* begin Source records *
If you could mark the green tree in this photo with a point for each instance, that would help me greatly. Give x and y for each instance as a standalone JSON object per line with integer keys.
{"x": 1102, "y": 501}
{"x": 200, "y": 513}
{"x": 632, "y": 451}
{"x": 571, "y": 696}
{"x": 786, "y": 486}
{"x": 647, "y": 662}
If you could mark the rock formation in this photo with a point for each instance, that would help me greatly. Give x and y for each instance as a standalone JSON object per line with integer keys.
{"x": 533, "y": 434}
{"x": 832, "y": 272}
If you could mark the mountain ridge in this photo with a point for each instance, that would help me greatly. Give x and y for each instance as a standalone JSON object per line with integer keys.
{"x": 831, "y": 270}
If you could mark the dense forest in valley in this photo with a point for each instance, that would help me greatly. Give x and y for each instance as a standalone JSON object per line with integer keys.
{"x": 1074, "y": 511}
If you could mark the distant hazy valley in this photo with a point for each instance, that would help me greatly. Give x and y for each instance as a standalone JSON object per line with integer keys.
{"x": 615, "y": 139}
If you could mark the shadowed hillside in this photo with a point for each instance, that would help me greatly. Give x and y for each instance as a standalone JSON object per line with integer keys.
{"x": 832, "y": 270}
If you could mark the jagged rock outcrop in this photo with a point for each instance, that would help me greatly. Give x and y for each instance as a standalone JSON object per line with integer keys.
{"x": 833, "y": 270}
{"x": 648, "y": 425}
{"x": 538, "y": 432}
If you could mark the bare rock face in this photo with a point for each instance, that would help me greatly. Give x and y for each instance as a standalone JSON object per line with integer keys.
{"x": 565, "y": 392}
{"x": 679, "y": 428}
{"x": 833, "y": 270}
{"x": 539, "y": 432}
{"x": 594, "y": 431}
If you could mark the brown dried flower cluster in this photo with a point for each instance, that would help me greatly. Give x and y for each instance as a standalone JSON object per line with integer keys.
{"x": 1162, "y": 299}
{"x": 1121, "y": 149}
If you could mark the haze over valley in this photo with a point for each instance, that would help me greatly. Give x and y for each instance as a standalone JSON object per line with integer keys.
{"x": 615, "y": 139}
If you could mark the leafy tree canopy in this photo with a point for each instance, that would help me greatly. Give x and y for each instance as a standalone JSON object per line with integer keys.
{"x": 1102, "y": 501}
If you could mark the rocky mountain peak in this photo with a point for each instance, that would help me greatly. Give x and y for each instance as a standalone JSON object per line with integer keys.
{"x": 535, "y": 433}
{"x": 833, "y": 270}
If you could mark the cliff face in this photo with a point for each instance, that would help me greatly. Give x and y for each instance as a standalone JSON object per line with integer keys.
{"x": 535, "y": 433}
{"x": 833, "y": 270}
* end Source records *
__Given problem__
Please transcribe every item above verbatim, coordinate lines included.

__Full solution__
If you could mark the green tree in this photo with a point for each instance, that would help me greatly. Give x and y for each instance as a standalone JSON object per line with integer keys.
{"x": 1102, "y": 501}
{"x": 200, "y": 513}
{"x": 632, "y": 451}
{"x": 571, "y": 696}
{"x": 786, "y": 486}
{"x": 647, "y": 662}
If you could mark the rock formation in this photo with a point for each instance, that would help me greatly. Give x and y for each instance as a standalone JSON object per line with integer keys.
{"x": 533, "y": 434}
{"x": 832, "y": 272}
If you could mark the mountain ridge in this photo with a point for each instance, that would help me greatly. Give x and y for each instance as a standalone JSON object per line with integer keys.
{"x": 831, "y": 270}
If you could mark the dense forest in valley in this photo with a point for each instance, that would help me greatly. Give x and y for each instance as a standalone JSON object per line with integer keys.
{"x": 1074, "y": 511}
If you could mark the distant hazy valley in this photo with a point for each instance, that would help me greatly. Give x and y for each instance as a standalone JSON object per line with integer keys.
{"x": 615, "y": 139}
If you could mark the shadowed hillside in this photo with a point for each instance, that would help me greatly. Give x and y for each instance as a standalone JSON object per line with integer keys.
{"x": 832, "y": 270}
If you could mark the jagged rock outcrop in this photo with a point for each instance, that would help me greatly. Give x and y for each instance as a standalone JSON object per line with integer keys.
{"x": 833, "y": 270}
{"x": 648, "y": 425}
{"x": 538, "y": 432}
If you could mark the bare rock face in this photo with a point for each instance, that would help me greatly. Give x and y for each instance as a standalone JSON object per line with integer keys.
{"x": 565, "y": 392}
{"x": 679, "y": 428}
{"x": 833, "y": 270}
{"x": 539, "y": 432}
{"x": 594, "y": 431}
If you could mark the brown dried flower cluster in this photo with a point for each instance, that would help me greatly. Give x and y for each instance as a standalone JSON object per line with integer keys.
{"x": 1162, "y": 299}
{"x": 1121, "y": 149}
If you could mark the haze over valley in this photo with a point for each instance, that would help me greatly. Give x and y for each instance as a standalone JSON object per line with integer keys.
{"x": 615, "y": 139}
If you could mark the leafy tree canopy in this photo with a point for each instance, that would help me greatly. Give x and y for each instance as a standalone JSON object per line with integer keys.
{"x": 1102, "y": 501}
If you could mark the rocky mountain peak in this photo with a point for each instance, that would help me greatly. Give x and y for each instance as a standalone JSON object per line with integer keys.
{"x": 535, "y": 433}
{"x": 833, "y": 270}
If you could mark the cliff face in this photo with a point for each instance, that would help me greatly. Give x and y for each instance as a standalone JSON object per line with integer keys.
{"x": 535, "y": 433}
{"x": 833, "y": 270}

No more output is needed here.